━━━ Records for the exercise ━━━

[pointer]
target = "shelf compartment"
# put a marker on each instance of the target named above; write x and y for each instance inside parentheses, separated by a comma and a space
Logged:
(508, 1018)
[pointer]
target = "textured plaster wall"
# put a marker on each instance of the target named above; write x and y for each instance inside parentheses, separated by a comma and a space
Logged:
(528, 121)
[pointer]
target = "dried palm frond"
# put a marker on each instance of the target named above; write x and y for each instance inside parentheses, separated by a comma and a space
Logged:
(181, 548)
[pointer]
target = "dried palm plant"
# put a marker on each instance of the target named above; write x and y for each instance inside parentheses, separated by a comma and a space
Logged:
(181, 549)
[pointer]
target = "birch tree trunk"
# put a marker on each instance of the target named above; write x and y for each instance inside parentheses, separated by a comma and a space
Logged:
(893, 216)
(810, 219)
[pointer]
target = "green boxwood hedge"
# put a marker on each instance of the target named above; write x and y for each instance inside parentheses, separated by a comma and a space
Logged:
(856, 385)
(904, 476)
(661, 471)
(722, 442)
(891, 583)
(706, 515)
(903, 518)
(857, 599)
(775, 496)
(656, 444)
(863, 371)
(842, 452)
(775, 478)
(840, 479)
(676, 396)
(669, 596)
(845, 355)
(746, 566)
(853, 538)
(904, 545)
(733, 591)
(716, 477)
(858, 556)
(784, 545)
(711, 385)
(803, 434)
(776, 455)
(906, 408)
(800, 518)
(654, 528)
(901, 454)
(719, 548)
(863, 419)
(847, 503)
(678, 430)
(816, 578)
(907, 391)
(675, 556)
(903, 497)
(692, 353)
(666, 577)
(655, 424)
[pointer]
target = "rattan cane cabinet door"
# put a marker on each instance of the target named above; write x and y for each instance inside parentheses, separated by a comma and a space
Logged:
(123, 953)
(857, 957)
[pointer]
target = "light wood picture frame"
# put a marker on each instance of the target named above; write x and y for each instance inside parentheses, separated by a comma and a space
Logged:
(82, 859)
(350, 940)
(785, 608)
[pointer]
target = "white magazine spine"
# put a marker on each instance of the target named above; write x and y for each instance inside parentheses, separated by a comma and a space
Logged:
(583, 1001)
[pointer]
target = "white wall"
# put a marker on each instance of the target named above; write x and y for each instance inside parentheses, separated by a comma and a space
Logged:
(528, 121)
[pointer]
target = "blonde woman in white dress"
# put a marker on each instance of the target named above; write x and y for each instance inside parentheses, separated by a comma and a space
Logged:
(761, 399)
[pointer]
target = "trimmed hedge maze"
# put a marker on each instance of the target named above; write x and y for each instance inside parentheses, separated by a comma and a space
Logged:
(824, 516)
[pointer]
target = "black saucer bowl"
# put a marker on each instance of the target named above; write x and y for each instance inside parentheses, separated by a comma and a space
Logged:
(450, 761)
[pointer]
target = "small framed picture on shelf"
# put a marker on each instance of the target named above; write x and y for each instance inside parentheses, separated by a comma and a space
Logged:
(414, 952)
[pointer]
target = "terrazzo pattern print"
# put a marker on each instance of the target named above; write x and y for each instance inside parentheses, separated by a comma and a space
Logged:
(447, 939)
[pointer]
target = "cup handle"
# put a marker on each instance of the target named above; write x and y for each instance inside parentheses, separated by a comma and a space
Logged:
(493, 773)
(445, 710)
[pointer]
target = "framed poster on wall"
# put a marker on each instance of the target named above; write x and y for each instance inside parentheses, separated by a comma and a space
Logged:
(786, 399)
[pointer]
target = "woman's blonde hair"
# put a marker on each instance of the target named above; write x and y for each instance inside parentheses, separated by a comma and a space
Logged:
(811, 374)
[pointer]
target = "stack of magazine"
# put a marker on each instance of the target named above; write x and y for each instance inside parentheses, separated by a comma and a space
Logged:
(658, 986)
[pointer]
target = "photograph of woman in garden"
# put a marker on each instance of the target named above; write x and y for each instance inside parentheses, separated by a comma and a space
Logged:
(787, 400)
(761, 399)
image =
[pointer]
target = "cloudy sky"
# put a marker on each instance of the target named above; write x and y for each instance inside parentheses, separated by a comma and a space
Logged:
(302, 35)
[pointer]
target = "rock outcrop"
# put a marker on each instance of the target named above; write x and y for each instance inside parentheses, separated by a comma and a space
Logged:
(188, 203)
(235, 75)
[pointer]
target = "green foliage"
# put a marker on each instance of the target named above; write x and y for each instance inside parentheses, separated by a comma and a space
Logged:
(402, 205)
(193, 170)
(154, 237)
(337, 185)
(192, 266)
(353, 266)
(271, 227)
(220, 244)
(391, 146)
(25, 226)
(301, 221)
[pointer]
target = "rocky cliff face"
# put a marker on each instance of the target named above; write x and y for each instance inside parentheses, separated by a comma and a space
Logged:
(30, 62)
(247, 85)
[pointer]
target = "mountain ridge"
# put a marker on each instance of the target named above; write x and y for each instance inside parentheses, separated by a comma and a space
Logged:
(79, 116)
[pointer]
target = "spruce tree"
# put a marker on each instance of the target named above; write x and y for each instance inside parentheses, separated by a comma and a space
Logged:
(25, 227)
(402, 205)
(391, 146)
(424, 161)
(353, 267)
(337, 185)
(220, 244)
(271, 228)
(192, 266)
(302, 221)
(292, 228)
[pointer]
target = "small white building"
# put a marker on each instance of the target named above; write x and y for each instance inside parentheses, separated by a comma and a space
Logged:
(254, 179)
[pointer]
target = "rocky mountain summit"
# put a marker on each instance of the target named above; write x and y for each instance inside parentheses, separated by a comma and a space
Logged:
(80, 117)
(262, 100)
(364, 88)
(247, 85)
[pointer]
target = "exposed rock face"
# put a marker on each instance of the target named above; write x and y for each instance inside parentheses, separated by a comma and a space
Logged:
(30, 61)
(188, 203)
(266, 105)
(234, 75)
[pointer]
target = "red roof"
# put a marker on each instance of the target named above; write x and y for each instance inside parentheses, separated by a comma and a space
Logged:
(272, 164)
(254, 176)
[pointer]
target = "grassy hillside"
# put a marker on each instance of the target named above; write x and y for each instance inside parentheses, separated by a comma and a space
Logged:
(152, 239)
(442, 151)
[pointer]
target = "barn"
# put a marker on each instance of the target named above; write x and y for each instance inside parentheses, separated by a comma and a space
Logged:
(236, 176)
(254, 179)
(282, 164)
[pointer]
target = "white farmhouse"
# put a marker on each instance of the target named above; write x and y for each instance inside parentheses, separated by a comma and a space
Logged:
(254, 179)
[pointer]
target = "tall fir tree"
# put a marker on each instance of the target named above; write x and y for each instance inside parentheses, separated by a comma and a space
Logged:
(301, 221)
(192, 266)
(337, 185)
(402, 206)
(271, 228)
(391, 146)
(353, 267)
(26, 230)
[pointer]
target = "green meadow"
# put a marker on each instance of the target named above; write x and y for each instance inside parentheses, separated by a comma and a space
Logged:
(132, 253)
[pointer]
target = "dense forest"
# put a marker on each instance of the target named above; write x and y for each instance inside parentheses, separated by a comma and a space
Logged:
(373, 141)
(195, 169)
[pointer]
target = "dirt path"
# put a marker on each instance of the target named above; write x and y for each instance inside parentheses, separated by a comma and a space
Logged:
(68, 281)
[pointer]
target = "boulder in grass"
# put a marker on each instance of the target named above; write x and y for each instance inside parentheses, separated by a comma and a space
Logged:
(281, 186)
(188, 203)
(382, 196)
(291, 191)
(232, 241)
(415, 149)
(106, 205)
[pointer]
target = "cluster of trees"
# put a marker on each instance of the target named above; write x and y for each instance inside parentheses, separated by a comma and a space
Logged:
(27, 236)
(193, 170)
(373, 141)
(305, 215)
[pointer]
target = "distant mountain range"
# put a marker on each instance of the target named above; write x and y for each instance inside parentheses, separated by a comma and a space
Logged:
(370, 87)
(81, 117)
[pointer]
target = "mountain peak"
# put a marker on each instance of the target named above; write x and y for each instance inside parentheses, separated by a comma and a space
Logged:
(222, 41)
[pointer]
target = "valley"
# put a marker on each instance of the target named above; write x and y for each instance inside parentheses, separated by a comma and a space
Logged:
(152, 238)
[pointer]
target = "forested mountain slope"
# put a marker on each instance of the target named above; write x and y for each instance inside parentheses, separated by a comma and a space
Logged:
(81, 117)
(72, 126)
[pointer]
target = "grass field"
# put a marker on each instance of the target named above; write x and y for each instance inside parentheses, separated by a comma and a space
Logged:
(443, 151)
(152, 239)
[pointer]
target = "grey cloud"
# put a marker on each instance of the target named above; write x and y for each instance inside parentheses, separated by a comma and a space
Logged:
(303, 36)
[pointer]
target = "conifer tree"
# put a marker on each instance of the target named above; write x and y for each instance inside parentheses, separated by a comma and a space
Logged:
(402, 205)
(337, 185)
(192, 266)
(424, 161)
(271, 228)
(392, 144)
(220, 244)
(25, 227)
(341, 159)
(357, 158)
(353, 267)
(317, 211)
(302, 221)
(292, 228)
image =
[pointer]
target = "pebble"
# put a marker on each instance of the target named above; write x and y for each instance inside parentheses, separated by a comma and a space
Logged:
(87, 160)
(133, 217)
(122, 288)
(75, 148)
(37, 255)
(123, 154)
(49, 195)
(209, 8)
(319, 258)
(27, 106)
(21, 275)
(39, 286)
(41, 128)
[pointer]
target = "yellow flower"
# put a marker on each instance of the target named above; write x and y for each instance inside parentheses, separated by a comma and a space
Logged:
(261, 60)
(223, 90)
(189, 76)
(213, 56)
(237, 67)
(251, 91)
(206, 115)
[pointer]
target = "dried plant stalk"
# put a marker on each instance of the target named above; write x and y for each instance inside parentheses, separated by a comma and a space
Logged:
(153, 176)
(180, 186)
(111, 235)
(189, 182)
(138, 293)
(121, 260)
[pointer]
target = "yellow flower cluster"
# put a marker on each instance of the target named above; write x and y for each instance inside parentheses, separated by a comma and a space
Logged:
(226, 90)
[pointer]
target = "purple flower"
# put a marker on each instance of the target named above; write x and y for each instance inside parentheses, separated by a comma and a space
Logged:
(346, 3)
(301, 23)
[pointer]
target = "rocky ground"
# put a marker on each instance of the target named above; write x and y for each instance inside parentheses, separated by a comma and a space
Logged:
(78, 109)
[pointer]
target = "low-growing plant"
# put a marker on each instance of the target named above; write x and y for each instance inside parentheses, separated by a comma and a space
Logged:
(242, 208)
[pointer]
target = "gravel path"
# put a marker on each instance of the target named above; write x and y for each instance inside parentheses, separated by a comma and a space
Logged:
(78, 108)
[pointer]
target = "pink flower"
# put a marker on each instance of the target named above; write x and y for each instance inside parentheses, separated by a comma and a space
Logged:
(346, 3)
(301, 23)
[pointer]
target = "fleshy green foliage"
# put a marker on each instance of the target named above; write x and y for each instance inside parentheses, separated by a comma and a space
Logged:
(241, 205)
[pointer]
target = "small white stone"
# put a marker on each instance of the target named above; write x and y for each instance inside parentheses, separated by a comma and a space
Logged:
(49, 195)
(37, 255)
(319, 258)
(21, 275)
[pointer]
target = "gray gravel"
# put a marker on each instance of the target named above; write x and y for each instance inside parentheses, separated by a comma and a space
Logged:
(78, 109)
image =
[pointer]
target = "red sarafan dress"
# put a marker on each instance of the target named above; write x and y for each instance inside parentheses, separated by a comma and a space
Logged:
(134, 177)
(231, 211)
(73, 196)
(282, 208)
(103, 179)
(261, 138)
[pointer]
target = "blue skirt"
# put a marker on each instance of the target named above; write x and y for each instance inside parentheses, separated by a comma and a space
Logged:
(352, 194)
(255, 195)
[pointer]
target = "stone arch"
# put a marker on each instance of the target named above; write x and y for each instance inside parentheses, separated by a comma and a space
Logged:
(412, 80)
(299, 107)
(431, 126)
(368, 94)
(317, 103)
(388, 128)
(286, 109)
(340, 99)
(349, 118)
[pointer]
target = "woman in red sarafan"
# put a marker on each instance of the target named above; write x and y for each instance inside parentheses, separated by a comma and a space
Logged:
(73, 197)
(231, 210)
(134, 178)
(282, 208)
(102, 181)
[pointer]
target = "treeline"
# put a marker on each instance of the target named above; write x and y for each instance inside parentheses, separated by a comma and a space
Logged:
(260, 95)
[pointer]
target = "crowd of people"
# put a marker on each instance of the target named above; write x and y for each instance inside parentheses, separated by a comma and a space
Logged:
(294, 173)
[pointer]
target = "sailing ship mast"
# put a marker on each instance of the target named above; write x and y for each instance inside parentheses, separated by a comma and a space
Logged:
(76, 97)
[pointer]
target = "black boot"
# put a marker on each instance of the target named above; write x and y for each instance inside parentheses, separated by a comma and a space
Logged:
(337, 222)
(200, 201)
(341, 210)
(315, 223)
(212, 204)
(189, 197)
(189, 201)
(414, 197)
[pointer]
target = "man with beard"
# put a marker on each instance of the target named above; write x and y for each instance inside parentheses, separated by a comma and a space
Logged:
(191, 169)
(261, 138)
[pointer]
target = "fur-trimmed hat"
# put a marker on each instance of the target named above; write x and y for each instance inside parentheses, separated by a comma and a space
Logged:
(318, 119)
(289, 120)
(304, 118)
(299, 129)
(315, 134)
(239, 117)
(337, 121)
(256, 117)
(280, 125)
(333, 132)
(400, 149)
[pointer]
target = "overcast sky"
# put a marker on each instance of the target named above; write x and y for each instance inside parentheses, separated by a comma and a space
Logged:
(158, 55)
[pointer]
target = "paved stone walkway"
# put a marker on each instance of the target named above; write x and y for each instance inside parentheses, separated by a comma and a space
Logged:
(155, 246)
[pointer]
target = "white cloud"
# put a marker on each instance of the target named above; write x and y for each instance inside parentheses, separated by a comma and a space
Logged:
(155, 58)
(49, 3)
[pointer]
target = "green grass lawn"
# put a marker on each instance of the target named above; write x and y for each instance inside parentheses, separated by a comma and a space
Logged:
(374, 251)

━━━

Your task:
The expected output is one number, the tally of lines above containing "blonde".

Solution:
2